··· RECORDS SHOWN

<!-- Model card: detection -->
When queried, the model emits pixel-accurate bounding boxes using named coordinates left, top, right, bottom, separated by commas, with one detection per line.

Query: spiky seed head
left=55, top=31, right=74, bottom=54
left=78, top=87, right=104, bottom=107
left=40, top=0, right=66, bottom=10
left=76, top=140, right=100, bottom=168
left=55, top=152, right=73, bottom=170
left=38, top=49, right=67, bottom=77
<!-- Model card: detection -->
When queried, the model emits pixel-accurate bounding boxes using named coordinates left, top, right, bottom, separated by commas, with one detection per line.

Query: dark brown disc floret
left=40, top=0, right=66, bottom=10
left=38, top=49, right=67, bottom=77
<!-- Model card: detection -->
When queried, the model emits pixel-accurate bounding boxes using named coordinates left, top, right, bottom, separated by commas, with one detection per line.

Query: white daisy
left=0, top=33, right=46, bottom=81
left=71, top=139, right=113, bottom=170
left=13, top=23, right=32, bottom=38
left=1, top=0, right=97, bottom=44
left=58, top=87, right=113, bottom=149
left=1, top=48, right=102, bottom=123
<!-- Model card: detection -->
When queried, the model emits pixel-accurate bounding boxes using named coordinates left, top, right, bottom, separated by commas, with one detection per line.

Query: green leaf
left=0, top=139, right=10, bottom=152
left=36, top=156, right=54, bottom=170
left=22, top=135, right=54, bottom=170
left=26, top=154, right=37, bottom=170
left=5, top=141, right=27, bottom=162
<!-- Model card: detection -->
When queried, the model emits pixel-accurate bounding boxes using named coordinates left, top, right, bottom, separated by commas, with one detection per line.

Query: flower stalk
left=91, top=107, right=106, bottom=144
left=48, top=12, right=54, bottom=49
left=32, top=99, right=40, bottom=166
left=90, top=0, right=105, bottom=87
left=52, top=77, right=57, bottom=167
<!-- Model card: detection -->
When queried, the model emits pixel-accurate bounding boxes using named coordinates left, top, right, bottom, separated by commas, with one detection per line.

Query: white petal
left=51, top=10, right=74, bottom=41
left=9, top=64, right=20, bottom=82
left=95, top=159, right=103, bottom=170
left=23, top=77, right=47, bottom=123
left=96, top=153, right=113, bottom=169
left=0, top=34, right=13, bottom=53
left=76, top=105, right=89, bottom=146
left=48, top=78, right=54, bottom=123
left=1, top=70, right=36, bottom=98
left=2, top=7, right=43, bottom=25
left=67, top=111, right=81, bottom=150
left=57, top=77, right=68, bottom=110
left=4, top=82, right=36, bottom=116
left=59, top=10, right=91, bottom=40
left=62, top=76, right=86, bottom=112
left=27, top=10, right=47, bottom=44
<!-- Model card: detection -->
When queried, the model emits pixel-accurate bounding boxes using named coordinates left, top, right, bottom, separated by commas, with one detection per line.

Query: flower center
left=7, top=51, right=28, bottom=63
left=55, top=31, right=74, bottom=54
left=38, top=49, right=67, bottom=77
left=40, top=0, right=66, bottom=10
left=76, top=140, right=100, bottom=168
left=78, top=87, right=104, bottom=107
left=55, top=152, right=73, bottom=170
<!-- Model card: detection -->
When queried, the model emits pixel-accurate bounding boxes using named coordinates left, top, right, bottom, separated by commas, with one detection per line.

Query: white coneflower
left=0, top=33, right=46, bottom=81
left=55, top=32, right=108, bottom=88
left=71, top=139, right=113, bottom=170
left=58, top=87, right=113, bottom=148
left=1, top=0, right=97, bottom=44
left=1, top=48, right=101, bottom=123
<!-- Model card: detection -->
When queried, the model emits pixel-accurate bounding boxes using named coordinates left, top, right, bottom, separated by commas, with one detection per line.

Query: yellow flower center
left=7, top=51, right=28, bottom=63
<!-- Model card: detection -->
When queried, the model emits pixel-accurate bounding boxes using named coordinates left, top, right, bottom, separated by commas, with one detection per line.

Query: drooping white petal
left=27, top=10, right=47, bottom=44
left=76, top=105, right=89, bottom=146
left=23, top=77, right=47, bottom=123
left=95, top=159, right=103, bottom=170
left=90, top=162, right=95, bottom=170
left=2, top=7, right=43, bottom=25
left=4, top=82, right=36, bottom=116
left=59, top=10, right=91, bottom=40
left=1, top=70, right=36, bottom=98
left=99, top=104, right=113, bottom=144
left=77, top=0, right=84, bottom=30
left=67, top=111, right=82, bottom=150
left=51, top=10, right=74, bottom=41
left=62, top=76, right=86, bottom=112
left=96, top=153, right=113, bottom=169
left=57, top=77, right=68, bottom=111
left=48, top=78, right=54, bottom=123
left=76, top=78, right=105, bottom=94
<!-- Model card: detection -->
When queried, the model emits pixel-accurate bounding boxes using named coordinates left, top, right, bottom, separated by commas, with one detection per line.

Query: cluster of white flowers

······

EXERCISE AIM: Each line from the one that contains "Query: yellow flower center" through the end of the records must be repeated exactly. No other line belongs in the answer.

OUTPUT OF THE TASK:
Query: yellow flower center
left=7, top=51, right=28, bottom=63
<!-- Model card: detection -->
When queried, the model emits pixel-accurate bounding boxes using named coordinates left, top, right, bottom, separated by commas, with one detection per line.

Query: drooping white petal
left=27, top=10, right=47, bottom=44
left=76, top=105, right=89, bottom=146
left=23, top=77, right=47, bottom=123
left=95, top=159, right=103, bottom=170
left=90, top=162, right=95, bottom=170
left=2, top=7, right=43, bottom=25
left=4, top=82, right=36, bottom=116
left=59, top=10, right=91, bottom=40
left=1, top=70, right=36, bottom=98
left=99, top=104, right=113, bottom=144
left=77, top=0, right=84, bottom=30
left=67, top=111, right=82, bottom=150
left=51, top=10, right=74, bottom=41
left=62, top=76, right=86, bottom=112
left=96, top=153, right=113, bottom=169
left=57, top=77, right=68, bottom=111
left=48, top=78, right=54, bottom=123
left=76, top=78, right=105, bottom=94
<!-- Model card: detection -->
When queried, the model emits pixel-accurate bounding boxes using named coordinates left, top, right, bottom, separated by commas, with one detection per line.

Query: cluster of white flowers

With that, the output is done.